-- ФРАГМЕНТ ТЕКСТА --
Русская интеллигенция конца XIX века была весьма демократична по своему происхождению, но это не нарушало ее преемственной связи со стародворянской культурой. Связь эта, как мы видим, устанавливается через школу. Всеотличие новой демократии от интеллигенции в том, что она не проходит через среднюю школу, и это образует между ними настоящий разрыв. Новые люди – самоучки. Они сдают на аттестат зрелости экстернами, проваливаясь из года в год. Экстерны-это целое сословие в старой России. Экстерны могут обладать огромной начитанностью, но им всего труднее дается грамота. Они с ошибками говорят по-русски. Для них существуют особые курсы, особые учителя.Для них издают всевозможные «библиотеки самообразования», питающие их совершенно непереваримыми кирпичами в невозможных переводах. Это невероятная окрошка из философии, социологии, естествознания, физики, литературы: de omnibus rebus et guibusdam aliis. Для них издается «Вестник знания», самый распространенный журнал в России, о котором настоящая интеллигенция не имеет понятия. Никому не известный Битнер делается пророком, вождем целой армии. Впервые в русской литературе образуется особый нижний этаж, плохо сообщающийся с верхом. Многие течения русской интеллигенции – символизм, религиозная философия – вниз не доходят вовсе. Зато там увлекаются эсперанто, вегетарианством, гимнастикой Мюллера. Среди новых людей множество неудачных изобретателей и еще больше непризнанных поэтов. В социалистических партиях они встречаются с интеллигенцией на равной ноге, – пожалуй, преобладают здесь после крушения первой революции. Но было бы ошибочным считать их господствующее настроение революционным. Сред них попадаются яростные антисоциалисты, ученики Леонтьева, мстящие революционерам за тайную классовую обиду.

-- ФРАГМЕНТ ДАННЫХ --
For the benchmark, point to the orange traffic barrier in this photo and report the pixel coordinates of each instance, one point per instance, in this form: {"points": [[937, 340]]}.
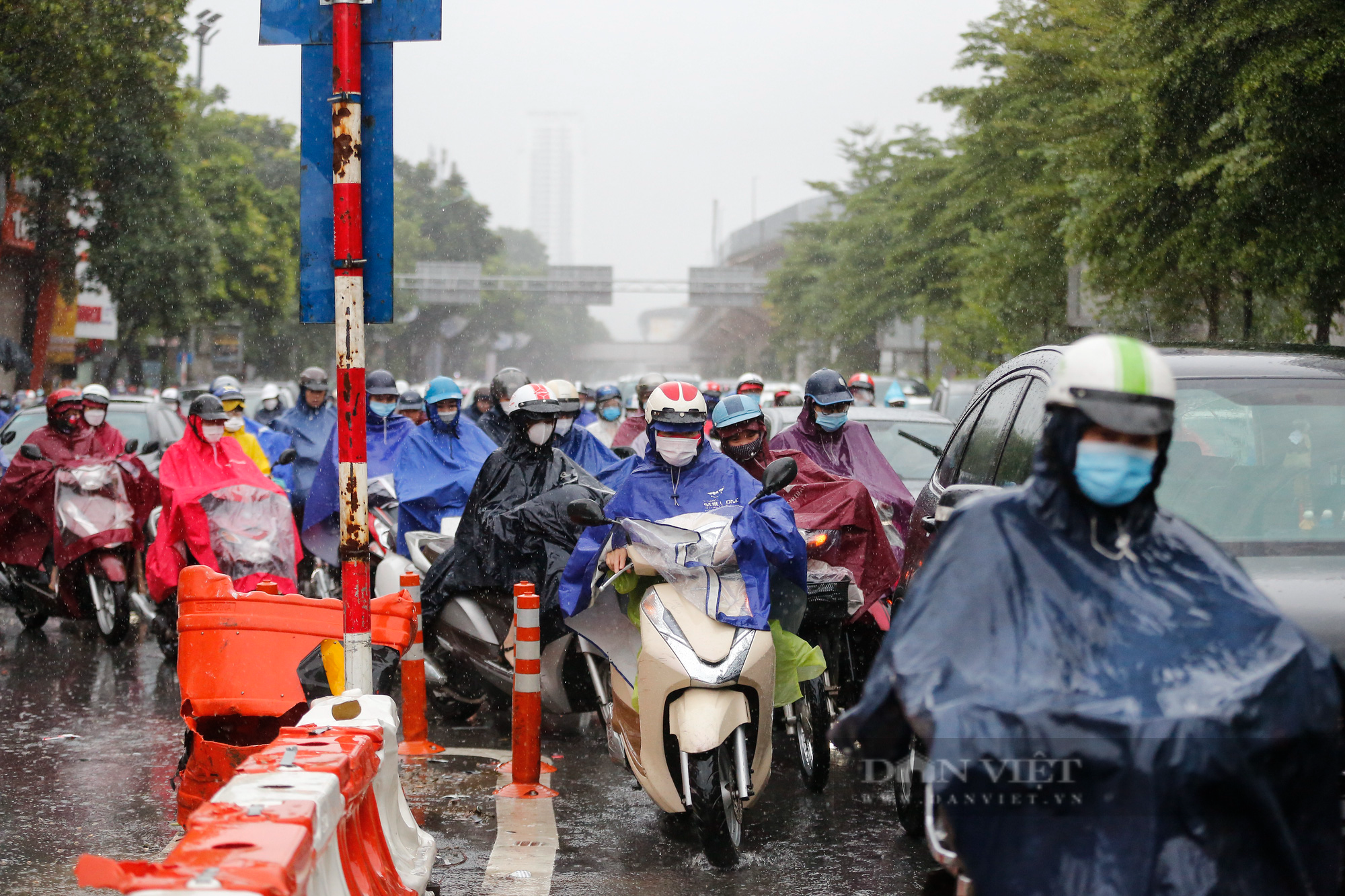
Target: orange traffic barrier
{"points": [[415, 727], [527, 764]]}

-- ВАШЕ ЗАДАНИЕ --
Напишите продолжение текста о русской интеллигенции и самоучках-экстернах, начиная после его последнего предложения.

-- ОТВЕТ НА ЗАДАНИЕ --
Ибо настоящее, кровное их чувство-ненависть к интеллигенции: зависть к тем, кто пишет без орфографических ошибок и знает иностранные языки. Зависть, рождающаяся из сознания умственного неравенства, сильнее всякой социальной злобы. Социалисты – они кричат о засилии в партии интеллигентов, литераторы – протестуют против редакторской корзины, художники – мечтают о сожжении Эрмитажа. Футуризм – в социальном смысле – был отражением завоевательных стремлений именно этой группы. Маяковский показывает, какие огромные и взрывчатые силы здесь таятся.
Более скромен, мягко выражаясь, их вклад в науку. Но не надо забывать, что они уже до войны имели свой университет, созданный Бехтеревым в Петербурге, – «Психоневрологический институт». За странным его названием скрывается еще более странное содержание. Там читали философию зырянин Жаков и Грузенберг. Там было все свое, доморощенное – для экстернов, для полуграмотных. Уже тогда, вращаясь среди этой молодежи, можно было представить себе, каков будет большевистский университет.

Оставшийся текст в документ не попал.